== Directions for this task ==
Return all of the entries below, word for word. Omit each picture.

== Provided information ==
*** Begin section ***
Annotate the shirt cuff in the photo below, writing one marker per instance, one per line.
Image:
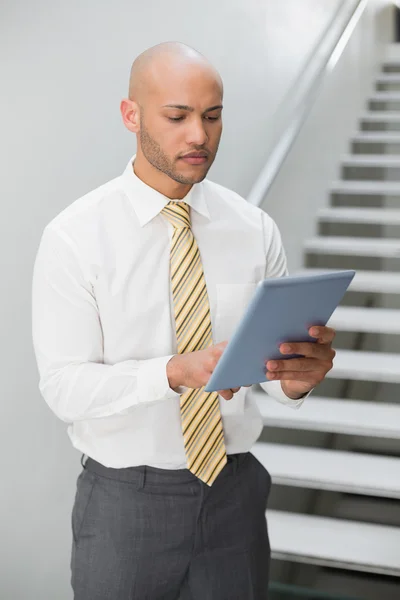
(274, 389)
(152, 380)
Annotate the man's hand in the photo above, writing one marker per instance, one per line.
(300, 375)
(194, 369)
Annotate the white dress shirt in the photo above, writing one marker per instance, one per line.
(103, 321)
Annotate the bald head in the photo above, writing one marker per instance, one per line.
(152, 68)
(175, 109)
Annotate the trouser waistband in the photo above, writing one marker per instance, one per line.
(133, 474)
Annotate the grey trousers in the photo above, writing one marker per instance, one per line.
(143, 533)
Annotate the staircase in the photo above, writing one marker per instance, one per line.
(337, 459)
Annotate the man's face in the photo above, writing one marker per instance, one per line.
(181, 125)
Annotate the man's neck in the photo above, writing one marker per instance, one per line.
(159, 181)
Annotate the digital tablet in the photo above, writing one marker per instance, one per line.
(281, 310)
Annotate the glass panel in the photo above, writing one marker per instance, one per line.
(280, 591)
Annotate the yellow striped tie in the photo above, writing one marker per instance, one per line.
(203, 434)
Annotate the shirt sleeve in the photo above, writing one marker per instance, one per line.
(276, 266)
(68, 344)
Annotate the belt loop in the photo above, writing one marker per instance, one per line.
(142, 477)
(235, 461)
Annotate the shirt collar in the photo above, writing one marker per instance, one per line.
(148, 203)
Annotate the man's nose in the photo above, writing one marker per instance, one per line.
(197, 135)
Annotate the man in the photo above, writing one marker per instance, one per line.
(133, 285)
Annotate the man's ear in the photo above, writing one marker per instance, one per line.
(130, 115)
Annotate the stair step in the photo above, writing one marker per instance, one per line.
(379, 116)
(370, 320)
(366, 188)
(385, 161)
(366, 366)
(376, 137)
(321, 469)
(333, 415)
(374, 216)
(385, 96)
(388, 78)
(336, 543)
(384, 248)
(385, 282)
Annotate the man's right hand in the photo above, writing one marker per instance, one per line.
(194, 369)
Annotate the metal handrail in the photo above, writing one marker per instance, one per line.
(305, 94)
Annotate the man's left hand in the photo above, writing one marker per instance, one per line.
(300, 375)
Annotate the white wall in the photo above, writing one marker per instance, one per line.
(64, 68)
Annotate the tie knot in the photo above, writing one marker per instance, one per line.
(178, 214)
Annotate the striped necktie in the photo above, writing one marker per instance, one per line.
(203, 434)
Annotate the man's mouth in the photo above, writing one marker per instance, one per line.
(195, 158)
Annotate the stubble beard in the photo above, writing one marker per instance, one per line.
(154, 154)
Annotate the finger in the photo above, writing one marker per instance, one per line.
(310, 377)
(226, 394)
(324, 334)
(292, 364)
(308, 350)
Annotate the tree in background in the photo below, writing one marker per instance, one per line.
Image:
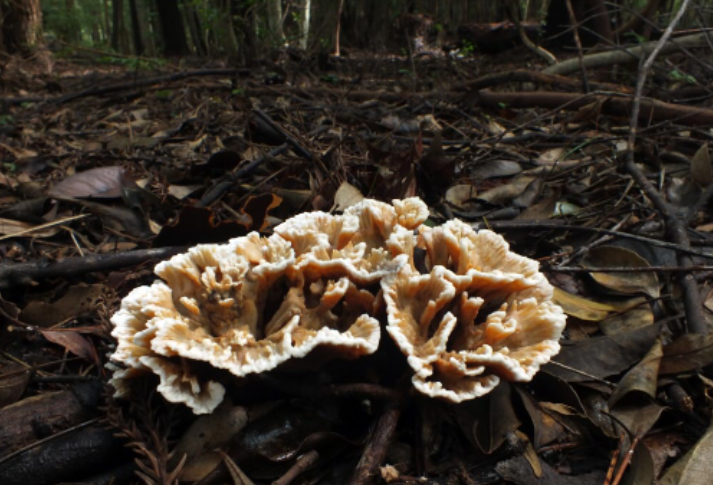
*** End section ***
== Answer to the exercise ==
Annotate the shirt cuff in the photo below, writing one marker per instance, one per line.
Image:
(274, 389)
(152, 380)
Annotate the man's hand in the photo above, writing one marker per instance, one per line.
(300, 375)
(194, 369)
Annotate the white dress shirt in the photo above, writing one marker per instance, one per line.
(103, 321)
Annotate the bald head in the photo above, writing one marker per instance, one per line.
(152, 68)
(175, 109)
Annotate the trouser waistband in the photo above, writing one marker per instance, one per line.
(133, 474)
Annotate the grey trousers in the photo above, writing one marker per instance, one per line.
(143, 533)
Annotate the staircase in the photo above, writing one marker per instance, one per line.
(337, 459)
Annotate the man's face in the photo above, writing one marker per instance, one per line.
(181, 125)
Annotate the man's neck in the photo above, writing one marker per instance, one per line.
(159, 181)
Annotate the digital tablet in the photo above, writing one marker per instance, one per line.
(281, 310)
Annotate the glass panel in the photo above, writing one marker per instance, one per line.
(280, 591)
Annotate the yellow striped tie in the photo above, writing one marker per instance, one per line.
(203, 434)
Annotate the shirt sleeve in the photo above, writing one marker per instance, one per line.
(276, 266)
(68, 344)
Annotate the belt loop in the photo above, writing one marker per instance, one per line.
(142, 477)
(235, 461)
Annotate the shirt collar in the photo above, writing one marker per instance, one per line.
(148, 203)
Annotate the man's nose in the photo above, writing one marker per instance, one per line.
(197, 135)
Annotate the man in the photo above, writing one marker per instance, one per line.
(133, 285)
Annotate the man's ear in the photo above, writing one marker per instance, one per line.
(130, 115)
Annotate the stair step in the photo above, writing one marker per instance, one per line.
(379, 116)
(370, 320)
(366, 188)
(385, 161)
(366, 366)
(376, 137)
(321, 469)
(333, 415)
(374, 216)
(385, 96)
(388, 78)
(336, 543)
(384, 248)
(385, 282)
Annotate the man's right hand in the photo above, writing one marker per instance, one per line.
(194, 369)
Annotate the metal handrail in the photo above, writing one marker per instance, one per line.
(305, 94)
Annotate the man's left hand in the photo above, writing one marker per instance, one per line.
(300, 375)
Annotate the white wall in the photo above, writing one marker per instance, one per line.
(64, 68)
Annotate the tie knot in the photo above, writing one marker per instance, one per line.
(178, 214)
Annotate the striped necktie in the photo above, writing one marker per instance, one per line.
(203, 434)
Annotate the man's mouth in the photo above, writing one marker per instance, one per line.
(195, 158)
Annotate the stubble beard in the photo above, writing one marker per instance, one per line.
(154, 154)
Annotate the finger in the photo above, writing one marker per instance, one per line.
(310, 377)
(226, 394)
(324, 334)
(292, 364)
(308, 350)
Annotate the tree in background in the photo below, writing one marker per instance, one per line.
Image:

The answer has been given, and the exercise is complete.